Consignes de l'exercice:
1 – Répondez à ces questions d'après l'extrait.
(a) Dans quel lieu la jeune fille est-elle retrouvée assassinée ?
(b) De quelle drogue la nouvelle drogue découverte dans le sang de la victime est-elle dérivée ?
(c) Quel poste occupe le commissaire Ali Neuman ?
2 – Recopiez fidèlement tout ce qui va, dans l'extrait, de « Au Cap, à quelques » jusqu'à « guise de visage. ».
╭─ Extrait
Chers Amis du Potager,
Attention ! Roman noir. Très noir. Et pas seulement parce que son action se déroule en Afrique du Sud et que son héros appartient à l’ethnie zouloue.
Au Cap, à quelques mois de la coupe du monde football qui rend les autorités plus que fébriles, une jeune fille blanche, de très bonne famille (papa est un springbock), est retrouvée assassinée dans le jardin botanique de Kirstenbosch. Les conditions de son meurtre sont particulièrement atroces, la donzelle ayant été frappée à mort au point de n’avoir plus qu’une masse informe et sanguinolente en guise de visage.
Voilà. Vous n’avez pas encore vomi votre petit déjeuner ? OK, alors je continue.
Il se trouve que dans le sang de la victime, on découvre une nouvelle drogue, dérivée du tik, mais à laquelle on a ajouté d’autres molécules inconnues, qui rendent ses effets proprement dévastateurs : rage sanguinaire d’une violence inouïe.
C’est le commissaire Ali Neuman, chef du département criminel, qui est chargé de l’enquête. Pour préciser les choses, enfant, il a vu son père militant pendu, après moult sévices, et son frère aîné brûlé vif (après qu’on a enflammé un pneu enroulé autour de son cou. Charmant) par des afrikaners un chouia racistes.
Encore là ?
Bon, vous l’aurez voulu.
╰─
╭─ Matériel fourni
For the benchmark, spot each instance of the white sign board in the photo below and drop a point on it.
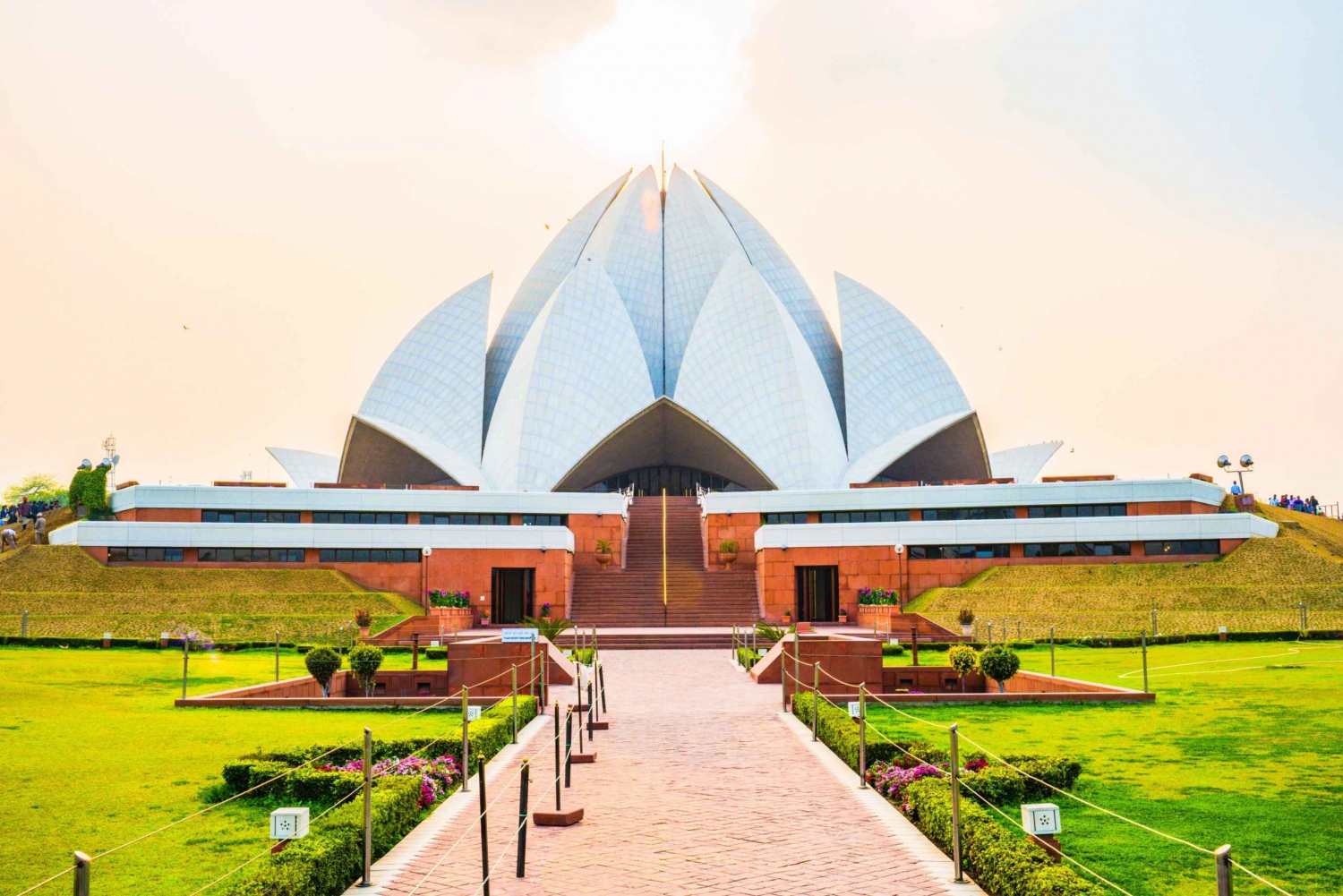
(289, 823)
(1039, 818)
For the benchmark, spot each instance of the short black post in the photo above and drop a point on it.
(485, 840)
(521, 815)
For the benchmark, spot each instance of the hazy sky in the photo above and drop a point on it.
(1122, 223)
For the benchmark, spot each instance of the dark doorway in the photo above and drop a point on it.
(818, 594)
(510, 594)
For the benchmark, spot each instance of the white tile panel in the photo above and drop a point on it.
(1133, 528)
(697, 242)
(297, 535)
(305, 468)
(628, 242)
(959, 496)
(434, 380)
(545, 276)
(894, 379)
(579, 373)
(749, 373)
(1022, 464)
(367, 500)
(779, 271)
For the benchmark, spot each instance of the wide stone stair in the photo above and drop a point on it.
(633, 597)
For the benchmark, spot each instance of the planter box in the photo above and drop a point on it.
(453, 619)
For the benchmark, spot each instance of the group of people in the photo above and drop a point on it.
(1296, 503)
(23, 515)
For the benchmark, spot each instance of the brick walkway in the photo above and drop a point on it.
(700, 788)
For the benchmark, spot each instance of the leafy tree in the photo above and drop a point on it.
(322, 664)
(364, 661)
(964, 660)
(999, 664)
(39, 487)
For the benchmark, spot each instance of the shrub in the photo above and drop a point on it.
(364, 661)
(999, 664)
(322, 664)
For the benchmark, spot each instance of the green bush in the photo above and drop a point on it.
(1001, 861)
(322, 664)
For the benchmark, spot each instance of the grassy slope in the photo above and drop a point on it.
(70, 594)
(1256, 586)
(1235, 750)
(96, 754)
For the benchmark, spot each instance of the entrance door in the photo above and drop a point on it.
(818, 594)
(510, 594)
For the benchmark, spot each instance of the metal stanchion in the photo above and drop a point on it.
(1222, 855)
(466, 764)
(485, 837)
(82, 863)
(368, 809)
(521, 813)
(955, 805)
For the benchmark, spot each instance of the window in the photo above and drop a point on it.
(249, 516)
(372, 555)
(1202, 546)
(1061, 511)
(144, 555)
(1079, 550)
(543, 519)
(865, 516)
(782, 519)
(250, 555)
(357, 519)
(956, 551)
(971, 514)
(464, 519)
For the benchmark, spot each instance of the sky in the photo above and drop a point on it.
(1122, 225)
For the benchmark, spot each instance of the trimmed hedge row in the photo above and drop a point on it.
(999, 860)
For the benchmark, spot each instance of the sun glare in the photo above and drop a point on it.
(657, 72)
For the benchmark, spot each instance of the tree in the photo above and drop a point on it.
(322, 664)
(964, 660)
(999, 664)
(364, 661)
(38, 487)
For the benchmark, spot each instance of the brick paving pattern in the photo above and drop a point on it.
(698, 789)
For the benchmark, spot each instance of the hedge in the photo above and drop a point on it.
(999, 860)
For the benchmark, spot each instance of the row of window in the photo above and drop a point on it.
(956, 551)
(359, 519)
(368, 555)
(1065, 511)
(1080, 550)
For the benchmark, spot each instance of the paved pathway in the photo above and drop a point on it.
(700, 788)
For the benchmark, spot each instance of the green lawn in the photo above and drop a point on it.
(96, 754)
(1244, 746)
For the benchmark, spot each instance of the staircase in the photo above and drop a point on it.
(633, 597)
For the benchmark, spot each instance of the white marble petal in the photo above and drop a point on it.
╰─
Réponses aux consignes:
1 –
(a) Dans le jardin botanique de Kirstenbosch, au Cap.
(b) Du tik.
(c) Il est chef du département criminel.

2 –
Au Cap, à quelques mois de la coupe du monde football qui rend les autorités plus que fébriles, une jeune fille blanche, de très bonne famille (papa est un springbock), est retrouvée assassinée dans le jardin botanique de Kirstenbosch. Les conditions de son meurtre sont particulièrement atroces, la donzelle ayant été frappée à mort au point de n’avoir plus qu’une masse informe et sanguinolente en guise de visage.